**Required work**
Go through the records below and return each line that has "window" in it.

**Saved data entries**
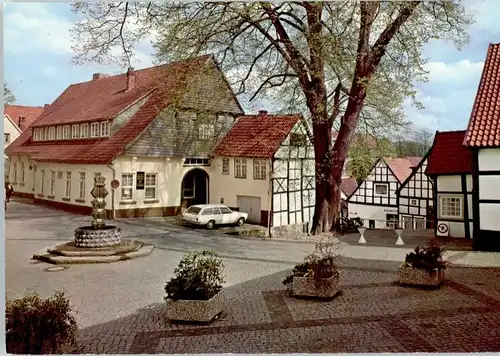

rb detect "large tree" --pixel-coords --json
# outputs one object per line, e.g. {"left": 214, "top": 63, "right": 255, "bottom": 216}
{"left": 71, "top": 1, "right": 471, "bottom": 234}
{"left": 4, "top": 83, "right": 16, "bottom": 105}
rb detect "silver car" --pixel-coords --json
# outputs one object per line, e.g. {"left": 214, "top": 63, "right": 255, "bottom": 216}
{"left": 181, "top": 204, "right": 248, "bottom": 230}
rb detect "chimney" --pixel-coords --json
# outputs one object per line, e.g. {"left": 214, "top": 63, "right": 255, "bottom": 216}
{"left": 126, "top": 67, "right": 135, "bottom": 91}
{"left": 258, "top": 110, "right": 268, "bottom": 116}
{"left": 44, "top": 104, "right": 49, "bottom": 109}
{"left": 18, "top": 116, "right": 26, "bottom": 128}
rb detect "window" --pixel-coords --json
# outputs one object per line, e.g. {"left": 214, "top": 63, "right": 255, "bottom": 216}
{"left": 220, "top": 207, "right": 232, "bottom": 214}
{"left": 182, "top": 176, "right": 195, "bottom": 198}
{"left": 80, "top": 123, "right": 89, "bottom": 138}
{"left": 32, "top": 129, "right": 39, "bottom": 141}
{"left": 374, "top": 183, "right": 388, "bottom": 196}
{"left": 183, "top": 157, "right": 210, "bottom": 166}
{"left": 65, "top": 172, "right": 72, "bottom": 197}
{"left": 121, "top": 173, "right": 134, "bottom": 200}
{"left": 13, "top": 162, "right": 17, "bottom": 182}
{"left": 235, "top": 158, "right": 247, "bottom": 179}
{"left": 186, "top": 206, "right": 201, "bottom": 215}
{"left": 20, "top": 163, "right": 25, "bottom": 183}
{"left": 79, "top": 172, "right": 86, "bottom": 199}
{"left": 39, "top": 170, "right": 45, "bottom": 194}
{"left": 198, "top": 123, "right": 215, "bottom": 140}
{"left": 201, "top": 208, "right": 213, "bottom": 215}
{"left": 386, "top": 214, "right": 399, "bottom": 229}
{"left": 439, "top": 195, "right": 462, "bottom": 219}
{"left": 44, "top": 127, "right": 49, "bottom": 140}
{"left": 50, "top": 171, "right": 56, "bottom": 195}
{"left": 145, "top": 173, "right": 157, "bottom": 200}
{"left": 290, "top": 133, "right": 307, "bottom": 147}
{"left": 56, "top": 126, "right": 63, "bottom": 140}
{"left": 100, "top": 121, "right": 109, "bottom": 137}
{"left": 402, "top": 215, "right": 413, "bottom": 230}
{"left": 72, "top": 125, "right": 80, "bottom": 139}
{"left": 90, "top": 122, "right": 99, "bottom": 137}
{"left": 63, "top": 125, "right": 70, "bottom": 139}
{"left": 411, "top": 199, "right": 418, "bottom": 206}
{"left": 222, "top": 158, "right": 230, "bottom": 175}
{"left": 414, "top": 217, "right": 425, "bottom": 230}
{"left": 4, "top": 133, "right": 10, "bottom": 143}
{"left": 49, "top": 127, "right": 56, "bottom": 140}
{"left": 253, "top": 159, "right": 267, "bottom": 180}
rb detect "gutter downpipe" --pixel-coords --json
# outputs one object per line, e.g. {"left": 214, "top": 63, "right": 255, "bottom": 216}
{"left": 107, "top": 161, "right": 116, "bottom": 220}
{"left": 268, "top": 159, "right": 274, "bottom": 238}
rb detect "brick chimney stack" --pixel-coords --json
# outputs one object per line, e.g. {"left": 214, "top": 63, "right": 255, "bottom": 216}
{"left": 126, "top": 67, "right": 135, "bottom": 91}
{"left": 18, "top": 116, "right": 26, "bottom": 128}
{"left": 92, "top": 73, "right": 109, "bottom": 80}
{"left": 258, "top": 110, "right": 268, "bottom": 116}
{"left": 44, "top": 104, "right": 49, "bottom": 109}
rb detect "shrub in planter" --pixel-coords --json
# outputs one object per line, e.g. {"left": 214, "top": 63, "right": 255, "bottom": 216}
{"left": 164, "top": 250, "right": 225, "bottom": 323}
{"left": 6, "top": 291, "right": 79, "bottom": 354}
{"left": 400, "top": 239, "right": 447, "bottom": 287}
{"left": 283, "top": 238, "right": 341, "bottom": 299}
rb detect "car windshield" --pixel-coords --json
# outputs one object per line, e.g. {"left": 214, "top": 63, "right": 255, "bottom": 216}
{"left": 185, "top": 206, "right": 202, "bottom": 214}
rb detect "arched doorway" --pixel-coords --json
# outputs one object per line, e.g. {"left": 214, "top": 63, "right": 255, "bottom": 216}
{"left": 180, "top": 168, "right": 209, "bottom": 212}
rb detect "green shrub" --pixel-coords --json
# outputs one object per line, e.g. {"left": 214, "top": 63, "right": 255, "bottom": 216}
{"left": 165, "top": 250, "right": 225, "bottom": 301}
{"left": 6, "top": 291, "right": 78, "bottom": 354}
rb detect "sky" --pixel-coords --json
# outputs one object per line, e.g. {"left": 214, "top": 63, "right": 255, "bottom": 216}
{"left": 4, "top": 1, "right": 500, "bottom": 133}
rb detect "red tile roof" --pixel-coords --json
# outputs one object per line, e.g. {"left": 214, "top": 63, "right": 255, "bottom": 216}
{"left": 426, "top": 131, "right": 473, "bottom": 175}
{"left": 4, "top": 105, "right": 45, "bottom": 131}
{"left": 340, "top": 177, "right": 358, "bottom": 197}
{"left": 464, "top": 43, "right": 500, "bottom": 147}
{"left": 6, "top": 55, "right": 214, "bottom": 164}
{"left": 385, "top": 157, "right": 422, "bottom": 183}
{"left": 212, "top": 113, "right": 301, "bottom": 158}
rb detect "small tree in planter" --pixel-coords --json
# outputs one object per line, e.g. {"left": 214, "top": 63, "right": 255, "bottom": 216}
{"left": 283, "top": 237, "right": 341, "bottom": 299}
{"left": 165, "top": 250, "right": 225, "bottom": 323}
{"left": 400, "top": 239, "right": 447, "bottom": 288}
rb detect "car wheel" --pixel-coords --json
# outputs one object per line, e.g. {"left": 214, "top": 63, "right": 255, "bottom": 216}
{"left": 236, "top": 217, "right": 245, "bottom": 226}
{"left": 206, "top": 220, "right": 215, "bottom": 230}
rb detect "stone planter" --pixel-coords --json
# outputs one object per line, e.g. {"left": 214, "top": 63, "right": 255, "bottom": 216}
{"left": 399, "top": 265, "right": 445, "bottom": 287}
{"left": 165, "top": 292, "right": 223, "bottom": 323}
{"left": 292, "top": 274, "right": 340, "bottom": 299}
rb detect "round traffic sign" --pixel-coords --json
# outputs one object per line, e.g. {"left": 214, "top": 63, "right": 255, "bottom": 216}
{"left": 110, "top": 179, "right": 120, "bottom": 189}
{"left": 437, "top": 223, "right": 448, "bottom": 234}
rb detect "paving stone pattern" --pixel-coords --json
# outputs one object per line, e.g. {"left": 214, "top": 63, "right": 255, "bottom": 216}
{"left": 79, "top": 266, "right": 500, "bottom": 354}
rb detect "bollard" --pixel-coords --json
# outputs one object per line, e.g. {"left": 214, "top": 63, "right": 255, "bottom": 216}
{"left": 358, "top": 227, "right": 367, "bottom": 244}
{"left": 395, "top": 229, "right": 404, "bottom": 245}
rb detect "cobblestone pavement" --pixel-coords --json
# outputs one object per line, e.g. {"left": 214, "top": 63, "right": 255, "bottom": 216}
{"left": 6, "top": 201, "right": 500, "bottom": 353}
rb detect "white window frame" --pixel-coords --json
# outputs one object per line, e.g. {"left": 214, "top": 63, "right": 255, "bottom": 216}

**Task response**
rb detect "window" --pixel-coords --json
rb detect "white window frame" --pixel-coords --json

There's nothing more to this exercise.